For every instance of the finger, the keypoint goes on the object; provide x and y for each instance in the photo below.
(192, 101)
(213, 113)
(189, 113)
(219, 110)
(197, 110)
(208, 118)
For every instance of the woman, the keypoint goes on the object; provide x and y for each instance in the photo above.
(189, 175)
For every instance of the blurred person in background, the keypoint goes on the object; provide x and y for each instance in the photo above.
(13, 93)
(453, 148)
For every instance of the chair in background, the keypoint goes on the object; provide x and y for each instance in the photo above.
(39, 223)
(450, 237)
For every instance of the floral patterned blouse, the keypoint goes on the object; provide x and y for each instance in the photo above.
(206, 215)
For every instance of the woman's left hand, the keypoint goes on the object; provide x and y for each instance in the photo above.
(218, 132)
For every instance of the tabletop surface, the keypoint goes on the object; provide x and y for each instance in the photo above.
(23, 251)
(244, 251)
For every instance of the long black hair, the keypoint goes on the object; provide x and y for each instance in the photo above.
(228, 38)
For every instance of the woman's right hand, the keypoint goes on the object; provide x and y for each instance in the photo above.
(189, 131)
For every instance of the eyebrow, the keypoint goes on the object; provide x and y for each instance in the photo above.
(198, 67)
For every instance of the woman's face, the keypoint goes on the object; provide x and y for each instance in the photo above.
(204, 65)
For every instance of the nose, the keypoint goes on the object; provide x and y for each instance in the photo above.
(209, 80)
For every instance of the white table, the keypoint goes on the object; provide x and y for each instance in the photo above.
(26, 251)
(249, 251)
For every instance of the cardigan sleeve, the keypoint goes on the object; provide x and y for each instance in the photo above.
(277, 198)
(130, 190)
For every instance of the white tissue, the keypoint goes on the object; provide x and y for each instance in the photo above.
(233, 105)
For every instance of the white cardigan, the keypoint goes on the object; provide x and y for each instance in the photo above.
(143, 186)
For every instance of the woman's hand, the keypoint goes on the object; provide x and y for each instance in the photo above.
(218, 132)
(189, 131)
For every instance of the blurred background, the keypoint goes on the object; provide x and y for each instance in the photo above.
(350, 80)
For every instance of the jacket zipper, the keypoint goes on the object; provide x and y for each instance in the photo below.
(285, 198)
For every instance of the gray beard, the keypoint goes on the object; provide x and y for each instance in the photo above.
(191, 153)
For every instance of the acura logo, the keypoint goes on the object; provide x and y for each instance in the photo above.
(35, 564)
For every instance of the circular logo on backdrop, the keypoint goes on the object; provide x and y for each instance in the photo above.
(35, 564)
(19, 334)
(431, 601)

■ **Given request**: Extract the listing in its entirety, matching it exactly.

■ **Result below**:
For every instance of the finger, the keypoint goes on the object; provide x and y for each instance in the photo below.
(192, 101)
(213, 113)
(189, 113)
(219, 110)
(197, 110)
(208, 118)
For every instance of the woman, the keypoint goes on the object; provide x and y for each instance in the photo above.
(189, 175)
For every instance of the blurred person in background, the keypoint goes on the object; provide x and y for each instance in the photo above.
(13, 93)
(453, 148)
For every instance of the chair in background, the keypoint goes on the object; provide x and y for each instance in the photo above.
(39, 223)
(450, 237)
For every instance of the floral patterned blouse, the keypoint goes on the object; provide x and y for each instance in the photo above.
(206, 215)
For every instance of the woman's left hand, the keypoint goes on the object; provide x and y for each instance in the photo above.
(218, 132)
For every instance of the tabletop surface, the keypoint goes on the object; provide x and y for each instance in the photo above.
(23, 251)
(244, 251)
For every instance of the long black hair, the keypoint goes on the object; provide x and y for each instance in the photo above.
(228, 38)
For every instance of the woman's right hand, the keypoint goes on the object; provide x and y for each instance in the photo above.
(189, 131)
For every instance of the eyebrow, the keypoint goes on the object; provide x and y for each instance in the photo above.
(198, 67)
For every instance of the woman's face, the keypoint goes on the object; provide x and y for each instance in the photo above.
(204, 65)
For every instance of the nose, the keypoint goes on the object; provide x and y for each instance in the photo above.
(209, 80)
For every instance of the white table, the keypoint goes on the object; provide x and y for each instance in the photo above.
(26, 251)
(249, 251)
For every instance of the cardigan sleeve, the keypoint goes on the object; provide x and y for each instance in the photo above.
(277, 198)
(130, 190)
For every instance of the white tissue, the keypoint goes on the object; provide x and y for each instance in the photo above.
(233, 105)
For every instance of the white cardigan, the keypoint goes on the object; provide x and y for each instance in the photo above.
(143, 186)
For every instance of the woman's hand, the keypoint goes on the object; provide x and y for each instance in the photo above.
(218, 132)
(189, 131)
For every instance of the blurred background, the keypoint goes on the object; provide x and y for each instance in the photo above.
(350, 80)
For every instance of the jacket zipper, the keypoint goes on the object; provide x and y for each instance in the photo below.
(285, 198)
For every instance of the gray beard, the keypoint goes on the object; provide x and y for each instance in the photo above.
(191, 153)
For every instance of the acura logo, the keypoint goes on the object; provide x and y for each instance in the photo above.
(35, 564)
For every instance of the circular logo on backdrop, the keypoint goes on the object; provide x and y for each instance in the photo above.
(35, 564)
(19, 334)
(431, 601)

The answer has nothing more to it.